● BRIEF: Put each line of the rows below into a JSON list of strings, one string per line, skipping any blank lines and leaving out the pictures.

● DATA SUPPLIED:
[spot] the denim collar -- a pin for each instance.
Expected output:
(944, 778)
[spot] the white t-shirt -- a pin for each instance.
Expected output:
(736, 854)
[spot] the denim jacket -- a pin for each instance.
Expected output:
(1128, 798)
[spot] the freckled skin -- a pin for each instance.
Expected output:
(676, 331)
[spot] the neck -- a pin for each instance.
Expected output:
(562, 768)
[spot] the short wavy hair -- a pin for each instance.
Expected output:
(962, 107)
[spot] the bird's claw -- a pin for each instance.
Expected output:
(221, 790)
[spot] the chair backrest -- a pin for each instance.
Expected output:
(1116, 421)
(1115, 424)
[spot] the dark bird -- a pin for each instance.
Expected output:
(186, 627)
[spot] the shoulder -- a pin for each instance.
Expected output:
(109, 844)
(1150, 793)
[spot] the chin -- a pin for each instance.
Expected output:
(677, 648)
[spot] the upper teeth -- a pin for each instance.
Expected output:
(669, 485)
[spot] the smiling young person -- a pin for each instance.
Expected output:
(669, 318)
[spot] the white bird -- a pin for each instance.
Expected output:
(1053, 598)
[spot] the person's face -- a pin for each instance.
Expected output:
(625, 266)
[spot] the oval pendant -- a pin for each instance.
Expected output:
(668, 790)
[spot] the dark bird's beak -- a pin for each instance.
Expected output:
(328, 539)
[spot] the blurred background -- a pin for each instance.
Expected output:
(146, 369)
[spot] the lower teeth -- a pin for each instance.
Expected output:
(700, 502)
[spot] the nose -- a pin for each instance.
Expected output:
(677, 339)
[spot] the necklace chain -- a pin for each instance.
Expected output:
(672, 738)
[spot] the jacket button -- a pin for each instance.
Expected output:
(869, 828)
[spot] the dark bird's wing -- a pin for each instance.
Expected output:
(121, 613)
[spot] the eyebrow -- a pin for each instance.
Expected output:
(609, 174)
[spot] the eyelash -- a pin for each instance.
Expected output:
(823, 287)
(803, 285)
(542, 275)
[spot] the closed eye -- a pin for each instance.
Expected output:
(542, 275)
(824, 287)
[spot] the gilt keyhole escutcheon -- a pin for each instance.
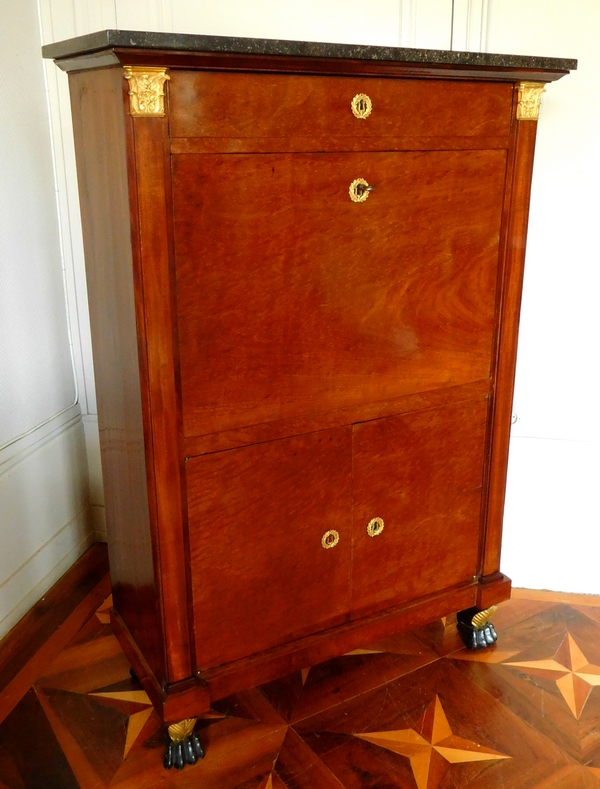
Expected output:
(330, 539)
(362, 106)
(375, 527)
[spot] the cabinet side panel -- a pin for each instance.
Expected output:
(100, 142)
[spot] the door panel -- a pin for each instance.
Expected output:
(421, 473)
(257, 515)
(331, 303)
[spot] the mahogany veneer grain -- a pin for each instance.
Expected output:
(276, 361)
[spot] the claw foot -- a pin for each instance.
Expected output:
(475, 629)
(182, 746)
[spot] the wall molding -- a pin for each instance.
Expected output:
(18, 448)
(9, 589)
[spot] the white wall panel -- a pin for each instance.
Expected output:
(552, 521)
(552, 516)
(44, 515)
(469, 25)
(36, 375)
(433, 26)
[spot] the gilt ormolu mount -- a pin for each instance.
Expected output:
(283, 365)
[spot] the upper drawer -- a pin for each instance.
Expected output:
(216, 104)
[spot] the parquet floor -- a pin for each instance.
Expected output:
(415, 711)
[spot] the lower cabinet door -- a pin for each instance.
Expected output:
(270, 543)
(417, 503)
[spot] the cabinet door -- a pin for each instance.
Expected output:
(293, 300)
(263, 570)
(421, 474)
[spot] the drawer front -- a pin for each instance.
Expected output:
(213, 104)
(258, 516)
(421, 474)
(331, 303)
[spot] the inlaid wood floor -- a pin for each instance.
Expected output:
(415, 711)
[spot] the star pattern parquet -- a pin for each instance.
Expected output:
(415, 711)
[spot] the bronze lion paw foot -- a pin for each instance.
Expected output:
(475, 629)
(182, 746)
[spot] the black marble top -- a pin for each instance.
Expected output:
(183, 42)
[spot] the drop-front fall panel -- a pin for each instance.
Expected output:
(330, 303)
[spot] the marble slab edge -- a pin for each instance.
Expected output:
(183, 42)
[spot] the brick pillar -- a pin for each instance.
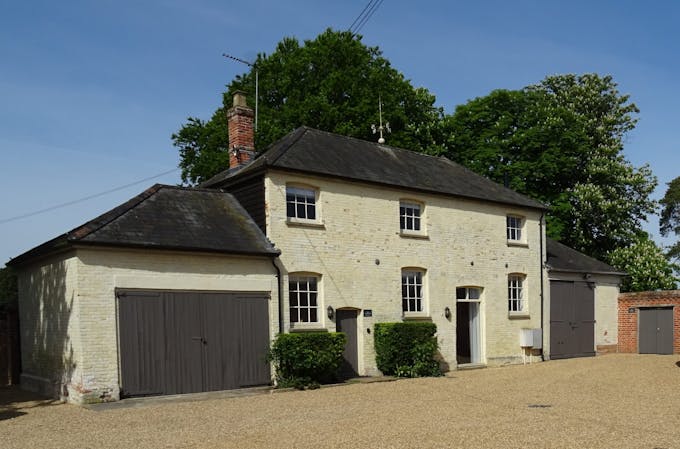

● EXPECTED ANSWER:
[
  "[spot] the denim collar -- a pin for each instance.",
  "Expected output:",
  "(944, 778)",
  "[spot] the white t-shirt -- a pin for each instance.",
  "Expected output:",
  "(736, 854)",
  "[spot] the denim jacket -- a pin for each instance.",
  "Expected output:",
  "(1128, 798)",
  "[spot] the freckled skin -- a pin for each instance.",
  "Expected output:",
  "(676, 331)",
  "[spot] the neck -- a pin for each instance.",
  "Expected output:",
  "(562, 768)",
  "[spot] the short wavy hair -- a pin for each instance.",
  "Expected output:",
  "(962, 107)",
  "[spot] the bird's claw -- a pin for each instance.",
  "Expected output:",
  "(221, 790)",
  "[spot] the chair backrest -- a pin for each instance.",
  "Expected output:",
  "(1116, 421)",
  "(1115, 424)",
  "[spot] the dark bird -- a pin for each instance.",
  "Expected output:",
  "(186, 627)",
  "[spot] the shoulder -- a pin for each instance.",
  "Expected output:",
  "(109, 844)",
  "(1150, 793)",
  "[spot] the chin -- a pin for each instance.",
  "Expected output:",
  "(677, 648)",
  "[spot] the upper teeth -- a pin for each instance.",
  "Expected output:",
  "(669, 485)",
  "[spot] the smiling young person -- a pin for each instance.",
  "Expected output:",
  "(669, 318)",
  "[spot] the white bird -- a pin for each instance.",
  "Expected output:",
  "(1053, 598)",
  "[spot] the person's face -- a pin for each instance.",
  "Expected output:",
  "(625, 266)",
  "[spot] the oval pendant -- a pin for each instance.",
  "Expected output:",
  "(668, 790)",
  "[spot] the dark bird's beak -- a pin for each instance.",
  "Expected output:",
  "(328, 539)",
  "[spot] the blurred background -- a pin for each instance.",
  "Expected output:",
  "(146, 369)",
  "[spot] the lower teeth -- a pin for each instance.",
  "Expected output:",
  "(700, 502)",
  "[spot] the nose -- a pin for each instance.",
  "Expected output:",
  "(677, 339)",
  "[spot] the necklace chain -- a pin for each instance.",
  "Expected output:",
  "(672, 738)",
  "[spot] the jacket button -- a pin for each instance.",
  "Expected output:",
  "(869, 828)",
  "[spot] the dark bird's wing -- a pin for each instance.",
  "Expected output:",
  "(121, 613)",
  "[spot] the eyebrow -- a pin for each instance.",
  "Expected output:",
  "(609, 174)",
  "[spot] the eyelash -- a pin for each instance.",
  "Expected output:",
  "(823, 287)",
  "(803, 285)",
  "(542, 275)",
  "[spot] the closed eye -- a pin for each instance.",
  "Expected output:",
  "(542, 275)",
  "(824, 287)",
  "[spot] the gilt keyhole escutcheon -- a pin for each instance.",
  "Expected output:",
  "(330, 539)",
  "(362, 106)",
  "(375, 527)",
  "[spot] the cabinet side panel -- a pin for each instance.",
  "Expected output:",
  "(100, 142)",
  "[spot] the door panel -- a pin for each instance.",
  "Expected output:",
  "(421, 473)",
  "(257, 515)",
  "(331, 303)",
  "[spot] the mahogany veneer grain -- a pin for each instance.",
  "Expected output:",
  "(276, 361)",
  "[spot] the claw foot -- a pin for each instance.",
  "Expected output:",
  "(475, 629)",
  "(182, 746)",
  "[spot] the wall molding -- a pin for each instance.",
  "Expected output:",
  "(18, 448)",
  "(9, 589)",
  "[spot] the white wall panel -- a pin for each instance.",
  "Expected output:",
  "(552, 521)",
  "(552, 516)",
  "(44, 515)",
  "(469, 25)",
  "(36, 375)",
  "(433, 26)",
  "[spot] the gilt ormolu mount -- a pin for each instance.",
  "Expected output:",
  "(283, 365)",
  "[spot] the upper drawer -- a pin for each instance.",
  "Expected output:",
  "(216, 104)",
  "[spot] the parquet floor -- a pin for each instance.",
  "Expected output:",
  "(415, 711)",
  "[spot] the lower cabinet door -- a pin for each instance.",
  "Expected output:",
  "(270, 543)",
  "(417, 503)",
  "[spot] the cabinet door -- a pin for each instance.",
  "Expected output:",
  "(293, 300)",
  "(263, 570)",
  "(421, 474)",
  "[spot] the drawer front -- a pin for each instance.",
  "Expected output:",
  "(213, 104)",
  "(258, 516)",
  "(421, 474)",
  "(331, 303)",
  "[spot] the inlaid wood floor -- a pin for each instance.",
  "Expected output:",
  "(415, 711)",
  "[spot] the star pattern parquet -- a pin for each instance.",
  "Expected output:",
  "(415, 711)",
  "[spot] the bronze lion paw foot -- a pin for each instance.",
  "Expected output:",
  "(475, 629)",
  "(182, 746)",
  "[spot] the black marble top -- a pin for each instance.",
  "Expected output:",
  "(183, 42)",
  "[spot] the drop-front fall panel -- a pin for each instance.",
  "Expected output:",
  "(330, 303)",
  "[spot] the marble slab edge -- a pin for each instance.",
  "Expected output:",
  "(183, 42)",
  "[spot] the brick pillar -- a pin for each instance."
]